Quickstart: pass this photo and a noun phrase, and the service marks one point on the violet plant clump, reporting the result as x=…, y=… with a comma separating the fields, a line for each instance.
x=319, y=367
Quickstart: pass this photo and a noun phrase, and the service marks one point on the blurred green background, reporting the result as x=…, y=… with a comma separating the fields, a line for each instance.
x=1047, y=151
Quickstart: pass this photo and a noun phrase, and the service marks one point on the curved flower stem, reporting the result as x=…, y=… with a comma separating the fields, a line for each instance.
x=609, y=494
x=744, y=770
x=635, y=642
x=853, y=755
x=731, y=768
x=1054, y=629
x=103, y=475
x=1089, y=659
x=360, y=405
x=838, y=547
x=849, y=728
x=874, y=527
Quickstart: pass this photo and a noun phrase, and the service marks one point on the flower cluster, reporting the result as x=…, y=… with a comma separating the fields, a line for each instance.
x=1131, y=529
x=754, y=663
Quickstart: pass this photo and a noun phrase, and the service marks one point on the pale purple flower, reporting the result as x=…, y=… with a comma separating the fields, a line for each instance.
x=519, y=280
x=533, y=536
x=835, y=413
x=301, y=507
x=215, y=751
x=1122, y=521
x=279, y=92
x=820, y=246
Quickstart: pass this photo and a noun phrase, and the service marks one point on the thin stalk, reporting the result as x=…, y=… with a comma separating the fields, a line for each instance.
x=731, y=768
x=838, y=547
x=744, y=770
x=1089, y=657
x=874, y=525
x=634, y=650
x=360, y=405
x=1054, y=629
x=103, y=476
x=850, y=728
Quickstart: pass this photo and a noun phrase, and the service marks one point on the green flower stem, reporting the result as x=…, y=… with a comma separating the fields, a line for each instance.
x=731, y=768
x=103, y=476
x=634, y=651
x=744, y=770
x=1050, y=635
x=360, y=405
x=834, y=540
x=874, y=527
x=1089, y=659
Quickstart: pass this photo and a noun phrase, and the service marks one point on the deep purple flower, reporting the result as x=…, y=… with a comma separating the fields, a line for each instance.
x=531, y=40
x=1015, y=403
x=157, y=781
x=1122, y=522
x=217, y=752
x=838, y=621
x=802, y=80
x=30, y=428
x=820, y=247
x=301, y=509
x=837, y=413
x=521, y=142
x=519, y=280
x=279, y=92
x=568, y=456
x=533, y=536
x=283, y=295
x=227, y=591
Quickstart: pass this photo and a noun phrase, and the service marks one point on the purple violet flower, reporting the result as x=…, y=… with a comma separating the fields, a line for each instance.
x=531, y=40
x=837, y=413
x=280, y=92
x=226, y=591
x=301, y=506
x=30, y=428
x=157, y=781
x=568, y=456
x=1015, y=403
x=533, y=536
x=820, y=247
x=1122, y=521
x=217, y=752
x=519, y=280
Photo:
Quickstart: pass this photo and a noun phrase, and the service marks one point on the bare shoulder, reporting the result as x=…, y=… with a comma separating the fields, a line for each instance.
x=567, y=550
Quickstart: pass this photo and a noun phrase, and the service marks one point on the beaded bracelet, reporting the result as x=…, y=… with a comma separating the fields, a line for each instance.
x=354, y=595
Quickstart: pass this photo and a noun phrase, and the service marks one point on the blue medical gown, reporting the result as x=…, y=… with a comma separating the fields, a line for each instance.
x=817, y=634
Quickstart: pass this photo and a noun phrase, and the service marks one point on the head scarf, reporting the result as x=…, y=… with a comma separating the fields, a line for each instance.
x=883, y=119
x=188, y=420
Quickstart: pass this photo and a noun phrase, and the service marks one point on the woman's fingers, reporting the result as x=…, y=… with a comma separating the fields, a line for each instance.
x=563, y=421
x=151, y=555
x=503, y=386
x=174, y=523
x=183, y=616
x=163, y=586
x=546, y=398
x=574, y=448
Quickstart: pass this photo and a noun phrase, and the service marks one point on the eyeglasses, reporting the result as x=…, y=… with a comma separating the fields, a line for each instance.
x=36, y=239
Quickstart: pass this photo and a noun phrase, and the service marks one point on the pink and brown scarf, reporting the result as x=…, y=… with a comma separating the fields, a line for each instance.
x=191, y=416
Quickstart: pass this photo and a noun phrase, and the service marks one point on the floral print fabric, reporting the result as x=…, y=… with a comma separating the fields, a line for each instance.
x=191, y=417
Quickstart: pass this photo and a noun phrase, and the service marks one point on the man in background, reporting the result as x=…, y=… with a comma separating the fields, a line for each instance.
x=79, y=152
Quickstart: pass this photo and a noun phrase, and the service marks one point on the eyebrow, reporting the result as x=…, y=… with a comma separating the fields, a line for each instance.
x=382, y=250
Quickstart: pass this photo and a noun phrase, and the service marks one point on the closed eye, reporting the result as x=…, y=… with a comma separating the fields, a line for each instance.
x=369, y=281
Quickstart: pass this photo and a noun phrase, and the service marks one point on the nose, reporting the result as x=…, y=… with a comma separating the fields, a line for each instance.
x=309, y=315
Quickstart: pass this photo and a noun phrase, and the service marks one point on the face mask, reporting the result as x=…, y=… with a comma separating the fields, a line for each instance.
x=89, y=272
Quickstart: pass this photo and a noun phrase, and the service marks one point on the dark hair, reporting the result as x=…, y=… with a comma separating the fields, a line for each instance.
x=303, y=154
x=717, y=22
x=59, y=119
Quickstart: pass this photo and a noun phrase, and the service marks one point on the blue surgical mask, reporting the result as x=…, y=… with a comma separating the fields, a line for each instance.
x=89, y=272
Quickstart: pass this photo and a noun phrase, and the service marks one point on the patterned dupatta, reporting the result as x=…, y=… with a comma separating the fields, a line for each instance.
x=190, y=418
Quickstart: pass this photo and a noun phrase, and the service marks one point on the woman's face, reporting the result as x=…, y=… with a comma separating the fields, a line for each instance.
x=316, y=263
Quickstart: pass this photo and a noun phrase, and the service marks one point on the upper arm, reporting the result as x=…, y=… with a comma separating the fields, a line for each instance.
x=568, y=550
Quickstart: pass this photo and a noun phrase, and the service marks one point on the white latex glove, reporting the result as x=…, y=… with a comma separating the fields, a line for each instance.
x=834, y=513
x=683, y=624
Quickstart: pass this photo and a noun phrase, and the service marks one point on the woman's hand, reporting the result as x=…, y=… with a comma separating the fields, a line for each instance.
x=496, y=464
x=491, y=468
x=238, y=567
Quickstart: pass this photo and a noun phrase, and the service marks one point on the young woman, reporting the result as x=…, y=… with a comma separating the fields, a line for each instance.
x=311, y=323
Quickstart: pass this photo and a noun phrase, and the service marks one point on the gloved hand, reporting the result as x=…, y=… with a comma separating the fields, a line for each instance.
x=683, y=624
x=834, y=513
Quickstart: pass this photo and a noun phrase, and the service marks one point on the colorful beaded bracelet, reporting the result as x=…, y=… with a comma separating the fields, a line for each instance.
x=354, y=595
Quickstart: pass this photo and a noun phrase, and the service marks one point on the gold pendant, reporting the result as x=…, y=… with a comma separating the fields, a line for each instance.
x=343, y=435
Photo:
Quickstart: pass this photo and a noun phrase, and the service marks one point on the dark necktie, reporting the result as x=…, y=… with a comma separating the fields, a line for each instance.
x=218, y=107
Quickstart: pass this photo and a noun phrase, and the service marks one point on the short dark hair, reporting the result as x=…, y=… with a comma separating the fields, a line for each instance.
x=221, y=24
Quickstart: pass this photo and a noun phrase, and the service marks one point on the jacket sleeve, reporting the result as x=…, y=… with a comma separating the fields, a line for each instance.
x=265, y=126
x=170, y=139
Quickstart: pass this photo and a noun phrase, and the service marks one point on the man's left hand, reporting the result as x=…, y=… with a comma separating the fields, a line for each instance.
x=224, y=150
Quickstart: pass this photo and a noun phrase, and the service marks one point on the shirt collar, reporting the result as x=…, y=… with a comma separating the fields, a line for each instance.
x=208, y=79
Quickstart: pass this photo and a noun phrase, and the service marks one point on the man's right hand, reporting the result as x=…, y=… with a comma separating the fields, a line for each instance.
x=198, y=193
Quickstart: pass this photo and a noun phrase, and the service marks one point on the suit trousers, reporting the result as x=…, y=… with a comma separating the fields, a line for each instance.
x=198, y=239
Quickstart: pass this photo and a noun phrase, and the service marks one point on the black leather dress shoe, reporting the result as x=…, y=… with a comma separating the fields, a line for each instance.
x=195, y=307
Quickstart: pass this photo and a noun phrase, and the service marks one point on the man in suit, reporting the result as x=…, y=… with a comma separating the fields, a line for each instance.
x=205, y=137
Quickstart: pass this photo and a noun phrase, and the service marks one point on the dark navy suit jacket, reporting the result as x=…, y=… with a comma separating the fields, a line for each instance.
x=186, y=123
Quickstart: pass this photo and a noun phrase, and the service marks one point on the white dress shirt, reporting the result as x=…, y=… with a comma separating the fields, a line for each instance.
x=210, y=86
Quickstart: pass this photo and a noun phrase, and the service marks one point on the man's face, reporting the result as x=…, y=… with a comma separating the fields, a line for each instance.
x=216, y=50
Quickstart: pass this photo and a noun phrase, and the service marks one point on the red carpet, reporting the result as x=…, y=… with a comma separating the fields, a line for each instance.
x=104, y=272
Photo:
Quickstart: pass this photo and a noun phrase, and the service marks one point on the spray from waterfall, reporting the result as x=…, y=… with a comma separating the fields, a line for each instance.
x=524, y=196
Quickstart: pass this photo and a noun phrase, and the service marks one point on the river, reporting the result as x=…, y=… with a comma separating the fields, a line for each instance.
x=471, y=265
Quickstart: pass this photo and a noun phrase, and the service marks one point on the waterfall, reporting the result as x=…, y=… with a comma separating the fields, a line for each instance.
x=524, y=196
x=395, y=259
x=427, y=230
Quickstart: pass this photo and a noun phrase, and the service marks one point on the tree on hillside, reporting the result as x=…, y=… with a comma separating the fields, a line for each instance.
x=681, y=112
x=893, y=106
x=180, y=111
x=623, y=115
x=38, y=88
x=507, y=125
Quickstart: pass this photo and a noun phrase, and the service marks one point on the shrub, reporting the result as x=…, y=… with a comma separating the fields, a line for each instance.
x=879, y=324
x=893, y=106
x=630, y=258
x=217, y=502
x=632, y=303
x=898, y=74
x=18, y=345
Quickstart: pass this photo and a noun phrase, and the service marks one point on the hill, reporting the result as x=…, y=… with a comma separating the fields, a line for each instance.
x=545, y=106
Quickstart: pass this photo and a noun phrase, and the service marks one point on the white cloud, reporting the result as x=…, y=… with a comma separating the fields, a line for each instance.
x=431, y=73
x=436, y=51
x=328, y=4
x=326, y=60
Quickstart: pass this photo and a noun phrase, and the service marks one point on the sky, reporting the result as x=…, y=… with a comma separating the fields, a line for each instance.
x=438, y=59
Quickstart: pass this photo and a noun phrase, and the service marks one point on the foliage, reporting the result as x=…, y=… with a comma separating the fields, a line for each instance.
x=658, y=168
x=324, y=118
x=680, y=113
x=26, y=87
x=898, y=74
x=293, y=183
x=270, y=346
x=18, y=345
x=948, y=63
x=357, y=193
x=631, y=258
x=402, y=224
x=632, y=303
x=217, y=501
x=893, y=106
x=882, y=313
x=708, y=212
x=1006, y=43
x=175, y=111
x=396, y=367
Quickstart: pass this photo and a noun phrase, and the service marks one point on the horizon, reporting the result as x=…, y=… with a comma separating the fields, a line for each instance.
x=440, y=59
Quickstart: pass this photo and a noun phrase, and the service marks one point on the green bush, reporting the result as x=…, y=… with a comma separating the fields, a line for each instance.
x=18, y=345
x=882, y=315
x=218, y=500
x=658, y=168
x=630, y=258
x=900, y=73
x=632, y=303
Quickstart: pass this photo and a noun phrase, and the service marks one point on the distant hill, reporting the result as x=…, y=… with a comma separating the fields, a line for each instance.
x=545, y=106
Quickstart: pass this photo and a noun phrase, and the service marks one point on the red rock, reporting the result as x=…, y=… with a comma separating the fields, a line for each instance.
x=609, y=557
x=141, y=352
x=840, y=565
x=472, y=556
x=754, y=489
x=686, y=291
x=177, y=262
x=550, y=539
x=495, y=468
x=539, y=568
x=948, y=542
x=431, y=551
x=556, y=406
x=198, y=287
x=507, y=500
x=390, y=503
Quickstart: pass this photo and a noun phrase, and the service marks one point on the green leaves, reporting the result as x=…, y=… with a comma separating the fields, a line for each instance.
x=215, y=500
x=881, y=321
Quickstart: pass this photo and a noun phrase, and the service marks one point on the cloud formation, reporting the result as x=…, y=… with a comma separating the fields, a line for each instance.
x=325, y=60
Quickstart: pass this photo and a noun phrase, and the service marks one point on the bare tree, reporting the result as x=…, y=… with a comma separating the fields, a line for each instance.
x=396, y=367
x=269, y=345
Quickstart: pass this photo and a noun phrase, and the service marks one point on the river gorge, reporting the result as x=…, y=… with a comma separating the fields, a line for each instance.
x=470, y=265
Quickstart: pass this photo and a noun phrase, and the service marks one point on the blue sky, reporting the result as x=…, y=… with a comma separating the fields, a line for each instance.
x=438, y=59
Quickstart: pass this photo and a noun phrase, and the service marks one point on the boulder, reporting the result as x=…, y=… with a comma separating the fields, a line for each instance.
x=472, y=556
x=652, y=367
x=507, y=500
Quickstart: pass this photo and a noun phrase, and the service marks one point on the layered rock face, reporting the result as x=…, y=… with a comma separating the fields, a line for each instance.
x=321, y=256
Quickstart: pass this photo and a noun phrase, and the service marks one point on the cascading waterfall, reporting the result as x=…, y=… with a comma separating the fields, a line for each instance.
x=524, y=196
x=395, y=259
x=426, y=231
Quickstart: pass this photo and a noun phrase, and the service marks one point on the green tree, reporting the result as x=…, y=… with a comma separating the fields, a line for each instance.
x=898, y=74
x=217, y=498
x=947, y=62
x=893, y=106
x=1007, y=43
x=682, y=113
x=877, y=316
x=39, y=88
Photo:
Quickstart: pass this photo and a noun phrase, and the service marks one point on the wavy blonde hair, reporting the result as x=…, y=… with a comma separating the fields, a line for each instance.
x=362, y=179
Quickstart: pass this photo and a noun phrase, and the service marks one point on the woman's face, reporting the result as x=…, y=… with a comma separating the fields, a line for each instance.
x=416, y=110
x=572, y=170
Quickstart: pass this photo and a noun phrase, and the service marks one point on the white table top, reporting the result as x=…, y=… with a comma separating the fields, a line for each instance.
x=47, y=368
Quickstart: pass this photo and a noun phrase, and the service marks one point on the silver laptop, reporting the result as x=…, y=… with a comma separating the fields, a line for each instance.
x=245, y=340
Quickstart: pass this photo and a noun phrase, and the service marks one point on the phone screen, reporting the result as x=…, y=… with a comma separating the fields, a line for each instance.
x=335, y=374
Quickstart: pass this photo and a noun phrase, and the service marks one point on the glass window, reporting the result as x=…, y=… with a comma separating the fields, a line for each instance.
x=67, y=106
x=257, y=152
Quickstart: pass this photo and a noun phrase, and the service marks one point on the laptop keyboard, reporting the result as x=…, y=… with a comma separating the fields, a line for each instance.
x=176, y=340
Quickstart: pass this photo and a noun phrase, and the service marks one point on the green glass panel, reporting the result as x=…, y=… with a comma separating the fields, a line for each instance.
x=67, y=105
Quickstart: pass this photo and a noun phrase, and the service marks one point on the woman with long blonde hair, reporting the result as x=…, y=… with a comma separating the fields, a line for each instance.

▶ What you will do: Pull out, word for word, the stretch of the material above that opens with the line containing "on the cloud" and closes with the line containing "x=325, y=60", including both of those lines.

▶ Solution for this exercise:
Quickstart: pass this photo and a noun phrase, and the service marks one point on the cloud formation, reporting the result as x=…, y=… with a comma separating the fields, a line for each instance.
x=325, y=60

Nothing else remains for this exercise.